*課題の指示*: 本文を2文で要約するとどうなりますか?
***** 本文
高岡商vs佐賀商
投手戦を制したのは高岡商!次戦は佐久長聖!
大会第3日目の第1試合は佐賀商(佐賀)と高岡商(富山)の一戦だった。
試合は序盤から投手戦の様相を見せる。両チームを通じて初めて三塁に走者が進んだのは3回表だった。佐賀商は安打と相手のミスで二死一、三塁と一打先制のチャンスを作る。しかし、3番の松隅亮(2年)は二塁ゴロに倒れ得点を奪えない。
一方の高岡商も140キロを超えるストレートを主体とする佐賀商・木村颯太(3年)の前に、四回終了まで放った安打はわずか1本と完全に封じ込められてしまう。
均衡が破れたのは五回裏だった。高岡商業は二死から7番・井林泰雅(2年)が値千金の本塁打を放ち、1点を先制する。
**********
***** 提供された項目
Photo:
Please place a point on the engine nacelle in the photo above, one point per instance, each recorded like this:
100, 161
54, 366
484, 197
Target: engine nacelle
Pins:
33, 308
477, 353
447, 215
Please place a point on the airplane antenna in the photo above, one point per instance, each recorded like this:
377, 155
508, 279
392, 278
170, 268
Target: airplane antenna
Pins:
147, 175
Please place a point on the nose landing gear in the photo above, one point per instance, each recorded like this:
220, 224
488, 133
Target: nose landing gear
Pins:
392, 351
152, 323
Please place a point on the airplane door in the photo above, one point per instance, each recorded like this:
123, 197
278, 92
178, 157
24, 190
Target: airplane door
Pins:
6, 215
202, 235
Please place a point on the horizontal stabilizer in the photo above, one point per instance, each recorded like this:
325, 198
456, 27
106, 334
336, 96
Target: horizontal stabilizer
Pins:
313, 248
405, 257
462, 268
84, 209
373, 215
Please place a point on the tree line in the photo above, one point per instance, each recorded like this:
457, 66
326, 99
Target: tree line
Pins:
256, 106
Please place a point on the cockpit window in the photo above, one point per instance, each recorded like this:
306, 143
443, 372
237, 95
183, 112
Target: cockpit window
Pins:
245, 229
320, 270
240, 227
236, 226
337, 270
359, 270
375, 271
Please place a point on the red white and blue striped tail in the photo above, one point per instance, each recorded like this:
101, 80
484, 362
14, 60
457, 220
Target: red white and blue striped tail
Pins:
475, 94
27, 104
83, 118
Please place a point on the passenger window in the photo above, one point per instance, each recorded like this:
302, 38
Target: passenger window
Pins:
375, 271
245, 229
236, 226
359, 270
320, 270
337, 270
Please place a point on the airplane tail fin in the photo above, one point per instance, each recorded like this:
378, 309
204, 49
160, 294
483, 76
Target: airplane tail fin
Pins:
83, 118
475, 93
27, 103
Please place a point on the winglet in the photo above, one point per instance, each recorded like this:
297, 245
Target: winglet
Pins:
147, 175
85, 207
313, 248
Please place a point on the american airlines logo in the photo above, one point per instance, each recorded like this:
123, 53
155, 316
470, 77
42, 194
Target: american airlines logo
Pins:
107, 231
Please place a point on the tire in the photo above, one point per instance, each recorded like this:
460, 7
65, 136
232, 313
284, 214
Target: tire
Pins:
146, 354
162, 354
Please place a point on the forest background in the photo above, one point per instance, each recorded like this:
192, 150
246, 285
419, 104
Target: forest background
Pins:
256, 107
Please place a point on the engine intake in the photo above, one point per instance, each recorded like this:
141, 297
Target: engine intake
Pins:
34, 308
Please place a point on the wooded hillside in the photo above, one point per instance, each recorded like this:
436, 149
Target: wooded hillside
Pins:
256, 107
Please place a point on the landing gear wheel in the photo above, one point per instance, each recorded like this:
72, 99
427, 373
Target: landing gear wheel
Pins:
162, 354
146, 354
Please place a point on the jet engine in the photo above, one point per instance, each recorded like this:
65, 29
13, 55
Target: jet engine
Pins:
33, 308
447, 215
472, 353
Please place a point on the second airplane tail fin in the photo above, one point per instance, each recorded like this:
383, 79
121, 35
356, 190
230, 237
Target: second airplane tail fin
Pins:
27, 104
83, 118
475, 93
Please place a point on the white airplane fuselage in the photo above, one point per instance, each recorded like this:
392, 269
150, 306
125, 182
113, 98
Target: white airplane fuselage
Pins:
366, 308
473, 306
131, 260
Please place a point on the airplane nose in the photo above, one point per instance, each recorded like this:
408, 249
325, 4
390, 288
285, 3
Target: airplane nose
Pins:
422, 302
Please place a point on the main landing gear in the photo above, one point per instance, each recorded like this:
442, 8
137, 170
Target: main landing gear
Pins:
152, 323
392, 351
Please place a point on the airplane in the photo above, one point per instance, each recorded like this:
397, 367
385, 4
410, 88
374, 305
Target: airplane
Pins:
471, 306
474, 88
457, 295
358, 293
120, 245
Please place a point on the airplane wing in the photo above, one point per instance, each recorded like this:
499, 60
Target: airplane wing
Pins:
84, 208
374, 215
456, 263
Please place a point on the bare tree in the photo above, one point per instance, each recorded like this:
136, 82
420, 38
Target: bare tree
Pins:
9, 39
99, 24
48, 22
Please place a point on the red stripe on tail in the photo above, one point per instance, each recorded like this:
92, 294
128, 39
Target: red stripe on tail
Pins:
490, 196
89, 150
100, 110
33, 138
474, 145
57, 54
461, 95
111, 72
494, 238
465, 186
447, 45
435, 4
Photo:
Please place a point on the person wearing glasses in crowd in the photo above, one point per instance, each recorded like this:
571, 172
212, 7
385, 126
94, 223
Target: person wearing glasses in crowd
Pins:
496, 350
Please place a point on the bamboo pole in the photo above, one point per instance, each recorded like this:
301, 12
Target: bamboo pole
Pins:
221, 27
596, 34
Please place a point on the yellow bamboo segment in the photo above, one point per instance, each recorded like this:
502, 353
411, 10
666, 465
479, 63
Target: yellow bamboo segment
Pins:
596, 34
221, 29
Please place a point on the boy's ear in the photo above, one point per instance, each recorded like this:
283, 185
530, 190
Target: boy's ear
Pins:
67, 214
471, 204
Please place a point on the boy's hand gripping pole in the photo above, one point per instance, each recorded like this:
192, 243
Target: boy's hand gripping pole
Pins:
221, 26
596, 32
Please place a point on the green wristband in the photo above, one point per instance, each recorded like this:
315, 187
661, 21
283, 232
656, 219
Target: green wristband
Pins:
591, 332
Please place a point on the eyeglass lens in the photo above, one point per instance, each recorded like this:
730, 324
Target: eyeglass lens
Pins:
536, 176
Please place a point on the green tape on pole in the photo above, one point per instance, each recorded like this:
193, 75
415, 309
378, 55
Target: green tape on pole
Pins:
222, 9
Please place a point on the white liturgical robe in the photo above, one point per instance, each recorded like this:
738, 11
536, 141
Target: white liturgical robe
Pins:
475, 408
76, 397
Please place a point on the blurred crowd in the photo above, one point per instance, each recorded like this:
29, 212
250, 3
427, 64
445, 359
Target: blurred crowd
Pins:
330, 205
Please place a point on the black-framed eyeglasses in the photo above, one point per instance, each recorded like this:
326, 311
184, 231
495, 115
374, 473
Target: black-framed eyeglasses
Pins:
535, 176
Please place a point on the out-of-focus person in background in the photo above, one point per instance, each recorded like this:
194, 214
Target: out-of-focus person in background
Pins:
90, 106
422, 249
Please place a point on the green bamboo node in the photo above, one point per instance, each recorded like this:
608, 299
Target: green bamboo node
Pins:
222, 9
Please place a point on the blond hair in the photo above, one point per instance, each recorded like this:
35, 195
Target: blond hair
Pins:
**********
*この課題の解答*: 大会第3日目の第1試合、佐賀商と高岡商の一戦は序盤から投手戦となり、佐賀商は3回表に二死一、三塁の好機を作ったものの得点できず、高岡商も四回終了まで木村颯太(3年)に安打1本に封じられた。均衡が破れたのは五回裏で、高岡商の7番・井林泰雅(2年)が二死から本塁打を放ち、1点を先制した。